Material for this exercise:
·····
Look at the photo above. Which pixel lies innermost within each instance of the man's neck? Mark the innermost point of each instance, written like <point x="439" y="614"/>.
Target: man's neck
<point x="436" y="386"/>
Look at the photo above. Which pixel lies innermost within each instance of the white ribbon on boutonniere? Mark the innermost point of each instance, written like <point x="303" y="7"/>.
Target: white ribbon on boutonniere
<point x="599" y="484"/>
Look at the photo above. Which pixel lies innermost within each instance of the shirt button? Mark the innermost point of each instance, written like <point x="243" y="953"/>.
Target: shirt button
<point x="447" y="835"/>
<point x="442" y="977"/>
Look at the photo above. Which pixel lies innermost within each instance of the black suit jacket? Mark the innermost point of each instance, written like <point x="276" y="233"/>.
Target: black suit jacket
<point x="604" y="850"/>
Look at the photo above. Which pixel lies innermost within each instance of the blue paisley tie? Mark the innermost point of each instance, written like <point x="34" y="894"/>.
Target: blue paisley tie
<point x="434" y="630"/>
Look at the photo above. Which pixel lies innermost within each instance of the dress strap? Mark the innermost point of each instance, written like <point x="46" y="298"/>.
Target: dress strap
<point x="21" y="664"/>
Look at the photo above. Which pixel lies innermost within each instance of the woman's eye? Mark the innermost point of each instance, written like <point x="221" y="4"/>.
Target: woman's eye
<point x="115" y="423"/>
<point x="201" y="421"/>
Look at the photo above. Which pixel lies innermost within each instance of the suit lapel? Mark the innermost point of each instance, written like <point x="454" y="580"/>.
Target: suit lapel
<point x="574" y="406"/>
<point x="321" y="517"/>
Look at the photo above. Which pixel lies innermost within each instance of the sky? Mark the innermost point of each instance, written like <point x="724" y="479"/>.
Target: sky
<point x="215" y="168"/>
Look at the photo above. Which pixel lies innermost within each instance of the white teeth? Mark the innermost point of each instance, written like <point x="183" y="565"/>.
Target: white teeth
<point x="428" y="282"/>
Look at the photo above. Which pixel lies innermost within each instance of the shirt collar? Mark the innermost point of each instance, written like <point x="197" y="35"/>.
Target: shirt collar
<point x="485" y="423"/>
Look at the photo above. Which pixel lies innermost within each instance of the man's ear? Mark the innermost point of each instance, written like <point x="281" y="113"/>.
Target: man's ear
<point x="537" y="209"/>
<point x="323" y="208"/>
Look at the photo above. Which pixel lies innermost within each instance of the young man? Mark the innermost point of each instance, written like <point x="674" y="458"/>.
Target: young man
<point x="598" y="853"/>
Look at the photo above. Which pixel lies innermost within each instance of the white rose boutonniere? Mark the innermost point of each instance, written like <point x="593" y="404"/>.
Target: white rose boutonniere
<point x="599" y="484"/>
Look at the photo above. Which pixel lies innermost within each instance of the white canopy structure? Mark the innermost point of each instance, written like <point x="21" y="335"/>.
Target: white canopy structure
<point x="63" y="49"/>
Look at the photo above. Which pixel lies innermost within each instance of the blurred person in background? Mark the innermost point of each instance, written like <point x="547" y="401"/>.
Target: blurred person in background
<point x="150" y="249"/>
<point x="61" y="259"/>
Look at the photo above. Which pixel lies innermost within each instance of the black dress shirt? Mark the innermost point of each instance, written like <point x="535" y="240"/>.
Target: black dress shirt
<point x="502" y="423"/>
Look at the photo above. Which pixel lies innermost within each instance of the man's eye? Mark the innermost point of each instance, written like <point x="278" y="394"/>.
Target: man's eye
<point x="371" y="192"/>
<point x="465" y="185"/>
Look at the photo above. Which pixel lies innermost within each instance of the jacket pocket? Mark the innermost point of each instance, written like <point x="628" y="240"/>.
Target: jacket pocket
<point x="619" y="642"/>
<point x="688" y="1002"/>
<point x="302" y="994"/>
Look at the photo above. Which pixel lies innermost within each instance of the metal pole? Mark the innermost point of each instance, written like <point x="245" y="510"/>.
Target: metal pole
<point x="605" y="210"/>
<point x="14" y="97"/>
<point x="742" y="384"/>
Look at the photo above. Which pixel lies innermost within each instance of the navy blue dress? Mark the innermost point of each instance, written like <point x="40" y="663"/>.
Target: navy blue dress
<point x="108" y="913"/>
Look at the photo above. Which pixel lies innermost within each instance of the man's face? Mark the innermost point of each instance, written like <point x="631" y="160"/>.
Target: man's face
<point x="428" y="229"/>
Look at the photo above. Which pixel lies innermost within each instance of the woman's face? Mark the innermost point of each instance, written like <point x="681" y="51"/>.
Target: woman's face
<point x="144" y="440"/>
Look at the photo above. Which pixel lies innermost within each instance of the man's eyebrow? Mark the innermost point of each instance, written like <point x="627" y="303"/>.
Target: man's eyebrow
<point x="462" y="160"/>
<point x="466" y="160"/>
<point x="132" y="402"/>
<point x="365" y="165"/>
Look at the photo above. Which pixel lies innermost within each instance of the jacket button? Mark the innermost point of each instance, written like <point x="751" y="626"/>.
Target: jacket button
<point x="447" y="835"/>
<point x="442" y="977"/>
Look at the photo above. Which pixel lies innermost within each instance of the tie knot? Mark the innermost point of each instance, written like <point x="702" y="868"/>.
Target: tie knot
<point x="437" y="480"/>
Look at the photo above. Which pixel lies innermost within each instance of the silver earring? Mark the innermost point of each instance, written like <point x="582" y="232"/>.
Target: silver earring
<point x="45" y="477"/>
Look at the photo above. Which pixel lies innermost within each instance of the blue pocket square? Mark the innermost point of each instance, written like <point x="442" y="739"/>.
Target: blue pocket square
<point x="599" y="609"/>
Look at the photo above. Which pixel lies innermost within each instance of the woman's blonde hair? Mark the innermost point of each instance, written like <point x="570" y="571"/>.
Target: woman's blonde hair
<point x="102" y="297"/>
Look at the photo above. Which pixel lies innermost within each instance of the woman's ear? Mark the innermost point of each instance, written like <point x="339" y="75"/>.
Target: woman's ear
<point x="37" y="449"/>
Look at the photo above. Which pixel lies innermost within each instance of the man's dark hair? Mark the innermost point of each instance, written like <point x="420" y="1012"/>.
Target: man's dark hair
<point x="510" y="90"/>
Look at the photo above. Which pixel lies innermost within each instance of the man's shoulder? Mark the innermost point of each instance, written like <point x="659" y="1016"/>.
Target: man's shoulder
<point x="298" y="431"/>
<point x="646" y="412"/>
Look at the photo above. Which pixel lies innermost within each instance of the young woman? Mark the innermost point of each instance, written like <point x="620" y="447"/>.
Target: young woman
·····
Task statement: Write out the full listing exactly as given.

Solution:
Look at the photo above. Which pixel lies innermost within each instance of the man's neck? Mark the innermost point of each instance, written like <point x="439" y="614"/>.
Target: man's neck
<point x="436" y="386"/>
Look at the photo above. Which pixel lies innermost within each instance of the white ribbon on boutonniere? Mark the innermost point of each instance, written like <point x="303" y="7"/>.
Target: white ribbon on boutonniere
<point x="599" y="484"/>
Look at the photo above. Which pixel lies innermost within each instance of the shirt button? Mark the innermost point of each instance, written like <point x="243" y="953"/>.
Target: shirt button
<point x="447" y="835"/>
<point x="442" y="977"/>
Look at the photo above. Which pixel lies innermost within each instance of the black suit jacket? Mark the innermost point of each instance, written like <point x="276" y="233"/>.
Target: black suit jacket
<point x="604" y="850"/>
Look at the photo above. Which pixel lies innermost within each instance of the blue paisley tie? Mark the innermost point of each instance, written like <point x="34" y="894"/>.
Target: blue paisley tie
<point x="434" y="630"/>
Look at the photo above. Which pixel lies innermost within each instance of the dress strap? Mark the innermost point of each instance, written like <point x="46" y="298"/>.
Target: dress strap
<point x="21" y="664"/>
Look at the photo above. Which pixel lies innermost within each instance of the woman's eye? Mark the innermost point of each instance, written like <point x="221" y="4"/>.
Target: woman's eye
<point x="115" y="423"/>
<point x="201" y="421"/>
Look at the photo above. Which pixel lies innermost within each instance of the suit lapel? Mark the innermost point of each instance, written like <point x="454" y="580"/>.
Target: suit lapel
<point x="574" y="406"/>
<point x="321" y="517"/>
Look at the photo above. Which pixel lies innermost within each instance of the sky? Mark the innermost point of each instance, written like <point x="724" y="479"/>.
Target: sky
<point x="215" y="168"/>
Look at the photo above. Which pixel lies innermost within each instance of the white teeth? Mark the innermost point of each instance, written like <point x="183" y="565"/>.
Target: white teeth
<point x="428" y="282"/>
Look at the photo above. Which pixel lies innermost within each instance of the shirt collar? Mark the innermost point of each instance, written like <point x="197" y="35"/>.
Target: shirt collar
<point x="485" y="423"/>
Look at the photo above. Which pixel lies innermost within each instance of the man's ear? Mark the innermost point of each instance, written like <point x="281" y="113"/>.
Target: man's ear
<point x="537" y="209"/>
<point x="323" y="208"/>
Look at the photo above. Which pixel lies innermost within each instance of the young man? Mark the innermost point of each instance, written like <point x="674" y="458"/>.
Target: young man
<point x="598" y="853"/>
Look at the photo above. Which pixel lies innermost within each instance of the white rose boutonniere? Mark the innermost point of each instance, written like <point x="593" y="404"/>.
Target: white rose boutonniere
<point x="599" y="484"/>
Look at the photo above. Which pixel lies innermost within each instance of the white canopy structure? Mark the innermost point of each instance, written like <point x="21" y="335"/>.
Target: white canopy structure
<point x="63" y="49"/>
Look at the photo above. Which pixel lies innermost within each instance of the blurred person in background? Mark the innermost point of each instance, written like <point x="547" y="401"/>.
Target: blurred person in background
<point x="150" y="249"/>
<point x="61" y="259"/>
Look at the photo above. Which pixel lies innermost within each instance of the black dress shirt? Mark the innermost point of each instance, written like <point x="535" y="240"/>.
Target: black dress shirt
<point x="502" y="423"/>
Look at the photo above. Which pixel lies innermost within each instance of the man's eye? Mark the innermost point of each instance, written like <point x="278" y="394"/>.
Target: man's eye
<point x="371" y="192"/>
<point x="465" y="185"/>
Look at the photo above. Which pixel lies innermost within each instance of the jacket pocket? Mark the innermost point of each instance, written like <point x="628" y="240"/>.
Target: jacket pocket
<point x="619" y="642"/>
<point x="688" y="1002"/>
<point x="302" y="994"/>
Look at the photo above. Which pixel lies innermost within each instance of the metal pole? Mark the innermost point of each instance, written like <point x="245" y="510"/>.
Target: metal pole
<point x="605" y="210"/>
<point x="14" y="97"/>
<point x="742" y="384"/>
Look at the photo above. Which pixel lies innermost within each instance of the navy blue dress? Mark the innermost point of each instance, written like <point x="40" y="663"/>.
Target: navy blue dress
<point x="108" y="913"/>
Look at the photo above. Which pixel lies innermost within each instance of the man's face? Mark the innermost point of each instance, written like <point x="631" y="160"/>.
Target: man's face
<point x="428" y="229"/>
Look at the photo above. Which pixel lies innermost within each instance of the woman's face? Mark the innermost point of each instance, written like <point x="681" y="51"/>.
Target: woman's face
<point x="144" y="440"/>
Look at the photo above. Which pixel lies innermost within each instance of the man's eyebrow? Mark the innermost point of each instance, written like <point x="627" y="303"/>.
Target: man's eyebrow
<point x="462" y="160"/>
<point x="466" y="160"/>
<point x="132" y="402"/>
<point x="365" y="165"/>
Look at the photo above. Which pixel lies innermost within each instance of the jacket button? Mark the innermost point of each instance, written like <point x="751" y="626"/>.
Target: jacket button
<point x="447" y="835"/>
<point x="442" y="977"/>
Look at the photo above. Which pixel lies innermost within each instance of the tie knot? Mark the innermost point of each instance, written like <point x="702" y="868"/>.
Target: tie knot
<point x="437" y="480"/>
Look at the photo above. Which pixel lies innermost within each instance of the silver earring? Mark the innermost point of each instance, written like <point x="582" y="232"/>.
Target: silver earring
<point x="45" y="477"/>
Look at the photo above. Which pixel lies innermost within each instance of the blue pocket square? Mark the innermost point of each instance, written like <point x="442" y="739"/>.
Target: blue pocket square
<point x="599" y="609"/>
Look at the photo above. Which pixel lies innermost within each instance of the woman's blonde hair? Mark the innermost point of each instance, written like <point x="570" y="571"/>.
Target: woman's blonde hair
<point x="102" y="297"/>
Look at the photo above. Which pixel lies innermost within each instance of the woman's ear? Mark the innermost point of each instance, written like <point x="339" y="75"/>.
Target: woman's ear
<point x="37" y="449"/>
Look at the photo above. Which pixel lies innermost within each instance of the man's dark hair? Mark the innermost point of each instance, written like <point x="420" y="1012"/>.
Target: man's dark hair
<point x="510" y="90"/>
Look at the photo above. Which pixel lies innermost within each instance of the man's shoulder? Mark the innermost point of each instance, written like <point x="659" y="1016"/>.
Target: man's shoulder
<point x="298" y="431"/>
<point x="646" y="412"/>
Look at the photo above. Which pixel lies innermost within each instance of the young woman? Mark the innermost point of each instance, written like <point x="620" y="447"/>.
Target: young woman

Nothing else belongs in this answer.